■ **Exercise goal**:
Copy the rows below word for word, starting at the line that contains "If you could put a dot on the woman in" and continuing through the last line of the rows.

■ **Stored rows**:
━━━━━━━━
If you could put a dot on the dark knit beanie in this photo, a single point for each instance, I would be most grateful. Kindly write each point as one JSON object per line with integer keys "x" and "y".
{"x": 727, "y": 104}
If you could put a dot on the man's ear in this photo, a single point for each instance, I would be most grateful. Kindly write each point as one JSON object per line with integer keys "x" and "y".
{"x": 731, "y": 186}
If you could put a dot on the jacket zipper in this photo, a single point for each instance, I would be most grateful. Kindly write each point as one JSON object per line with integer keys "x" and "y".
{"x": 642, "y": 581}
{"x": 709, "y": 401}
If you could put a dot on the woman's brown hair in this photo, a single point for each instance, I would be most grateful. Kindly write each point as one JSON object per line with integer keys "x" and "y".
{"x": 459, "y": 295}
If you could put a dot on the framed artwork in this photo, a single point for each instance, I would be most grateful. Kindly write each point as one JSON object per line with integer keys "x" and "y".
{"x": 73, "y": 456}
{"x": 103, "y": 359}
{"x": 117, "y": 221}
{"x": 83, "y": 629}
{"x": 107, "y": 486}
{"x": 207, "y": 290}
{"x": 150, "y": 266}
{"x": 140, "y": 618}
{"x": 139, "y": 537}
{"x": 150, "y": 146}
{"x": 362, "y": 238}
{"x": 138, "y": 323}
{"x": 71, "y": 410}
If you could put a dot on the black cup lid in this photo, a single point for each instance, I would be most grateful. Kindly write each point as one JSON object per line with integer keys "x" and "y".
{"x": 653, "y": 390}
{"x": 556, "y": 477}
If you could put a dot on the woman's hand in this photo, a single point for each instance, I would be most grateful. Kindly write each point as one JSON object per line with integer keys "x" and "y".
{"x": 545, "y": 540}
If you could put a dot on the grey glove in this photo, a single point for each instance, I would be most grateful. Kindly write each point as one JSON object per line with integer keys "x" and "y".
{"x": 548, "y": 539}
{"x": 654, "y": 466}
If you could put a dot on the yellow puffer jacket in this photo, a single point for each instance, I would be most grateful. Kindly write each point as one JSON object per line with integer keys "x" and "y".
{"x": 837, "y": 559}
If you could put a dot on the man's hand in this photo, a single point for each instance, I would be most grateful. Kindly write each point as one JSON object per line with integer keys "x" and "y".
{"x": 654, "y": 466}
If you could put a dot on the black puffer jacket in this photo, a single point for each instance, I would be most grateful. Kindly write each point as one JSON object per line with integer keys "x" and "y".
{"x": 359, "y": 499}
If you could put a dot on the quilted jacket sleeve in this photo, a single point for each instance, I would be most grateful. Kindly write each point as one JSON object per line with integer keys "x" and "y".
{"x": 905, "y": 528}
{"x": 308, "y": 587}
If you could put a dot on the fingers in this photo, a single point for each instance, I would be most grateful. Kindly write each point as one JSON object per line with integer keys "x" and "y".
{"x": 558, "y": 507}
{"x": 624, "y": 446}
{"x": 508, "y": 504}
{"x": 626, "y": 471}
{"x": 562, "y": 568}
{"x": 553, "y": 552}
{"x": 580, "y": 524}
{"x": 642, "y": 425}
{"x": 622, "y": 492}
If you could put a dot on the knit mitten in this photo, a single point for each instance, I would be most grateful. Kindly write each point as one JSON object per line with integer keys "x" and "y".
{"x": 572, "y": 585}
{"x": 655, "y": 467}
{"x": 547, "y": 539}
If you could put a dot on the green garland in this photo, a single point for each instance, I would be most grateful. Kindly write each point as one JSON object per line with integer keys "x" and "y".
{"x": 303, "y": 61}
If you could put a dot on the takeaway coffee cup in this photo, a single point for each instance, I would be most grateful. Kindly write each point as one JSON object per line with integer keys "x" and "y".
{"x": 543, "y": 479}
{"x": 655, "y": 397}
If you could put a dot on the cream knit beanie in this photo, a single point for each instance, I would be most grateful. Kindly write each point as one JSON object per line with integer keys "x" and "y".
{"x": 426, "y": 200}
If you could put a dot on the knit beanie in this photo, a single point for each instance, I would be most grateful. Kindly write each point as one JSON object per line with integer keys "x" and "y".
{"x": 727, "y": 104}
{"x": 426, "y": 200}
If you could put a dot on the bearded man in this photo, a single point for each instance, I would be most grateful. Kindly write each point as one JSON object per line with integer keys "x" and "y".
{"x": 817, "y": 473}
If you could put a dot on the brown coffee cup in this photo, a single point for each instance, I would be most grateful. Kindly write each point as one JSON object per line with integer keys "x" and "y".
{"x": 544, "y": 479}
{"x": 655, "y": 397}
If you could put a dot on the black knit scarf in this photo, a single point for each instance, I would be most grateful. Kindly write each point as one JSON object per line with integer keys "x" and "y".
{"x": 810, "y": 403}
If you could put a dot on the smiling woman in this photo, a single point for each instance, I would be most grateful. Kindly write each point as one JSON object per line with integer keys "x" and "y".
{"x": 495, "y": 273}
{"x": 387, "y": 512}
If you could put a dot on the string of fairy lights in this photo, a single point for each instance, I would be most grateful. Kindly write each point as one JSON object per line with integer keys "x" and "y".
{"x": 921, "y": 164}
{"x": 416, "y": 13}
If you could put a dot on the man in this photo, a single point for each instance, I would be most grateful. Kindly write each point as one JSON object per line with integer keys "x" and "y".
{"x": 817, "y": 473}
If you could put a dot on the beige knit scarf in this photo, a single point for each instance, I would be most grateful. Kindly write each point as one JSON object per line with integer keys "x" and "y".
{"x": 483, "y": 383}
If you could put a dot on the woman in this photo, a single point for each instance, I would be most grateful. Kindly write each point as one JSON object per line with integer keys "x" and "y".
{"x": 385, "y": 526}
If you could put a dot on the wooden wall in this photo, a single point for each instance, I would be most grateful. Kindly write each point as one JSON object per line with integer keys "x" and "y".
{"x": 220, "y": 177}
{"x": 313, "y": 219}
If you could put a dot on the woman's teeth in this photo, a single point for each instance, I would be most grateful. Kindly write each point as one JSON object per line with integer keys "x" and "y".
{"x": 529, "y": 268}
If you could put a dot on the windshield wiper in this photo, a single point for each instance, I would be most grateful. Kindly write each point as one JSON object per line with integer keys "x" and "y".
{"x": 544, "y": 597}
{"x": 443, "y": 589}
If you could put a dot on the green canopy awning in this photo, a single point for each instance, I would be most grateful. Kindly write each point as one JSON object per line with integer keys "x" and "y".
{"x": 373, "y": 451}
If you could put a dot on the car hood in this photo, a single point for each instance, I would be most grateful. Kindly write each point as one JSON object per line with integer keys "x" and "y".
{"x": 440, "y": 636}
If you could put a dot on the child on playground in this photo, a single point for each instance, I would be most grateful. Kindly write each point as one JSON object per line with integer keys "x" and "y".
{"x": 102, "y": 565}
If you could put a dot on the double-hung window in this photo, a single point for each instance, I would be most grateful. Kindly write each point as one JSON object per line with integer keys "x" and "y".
━━━━━━━━
■ **Task result**:
If you could put a dot on the woman in this photo, a single point for each instance, I would be most grateful. Kindly write each point as one JSON object per line with integer keys "x" and "y".
{"x": 385, "y": 526}
If you could put a dot on the wooden wall in this photo, a single point for each instance, I would be most grateful. Kindly write each point as one JSON object per line with integer keys "x" and "y".
{"x": 220, "y": 177}
{"x": 313, "y": 219}
If you could put a dot on the woman's teeth in this photo, a single point for each instance, I would be most grateful. Kindly write each point as one JSON object per line with integer keys "x" and "y".
{"x": 529, "y": 268}
If you could put a dot on the windshield wiper in this photo, a single point for each instance, I would be most grateful. Kindly write each point as one JSON object per line with integer keys "x" and "y".
{"x": 544, "y": 597}
{"x": 443, "y": 589}
If you could put a dot on the green canopy awning in this photo, a single point for each instance, I would be most grateful. Kindly write each point as one JSON object per line with integer keys "x" and "y".
{"x": 373, "y": 451}
If you could put a dot on the car hood in this photo, a single point for each instance, I would be most grateful. Kindly write each point as one JSON object per line with integer keys "x" and "y".
{"x": 440, "y": 636}
If you could put a dot on the child on playground in this photo, a single point for each instance, I would be most grateful. Kindly write each point as one JSON object per line with integer keys "x" and "y".
{"x": 102, "y": 565}
If you could put a dot on the double-hung window in this photo, a single point for each instance, I would be most grateful. Kindly write each point as one JSON object per line with integer keys "x" and "y".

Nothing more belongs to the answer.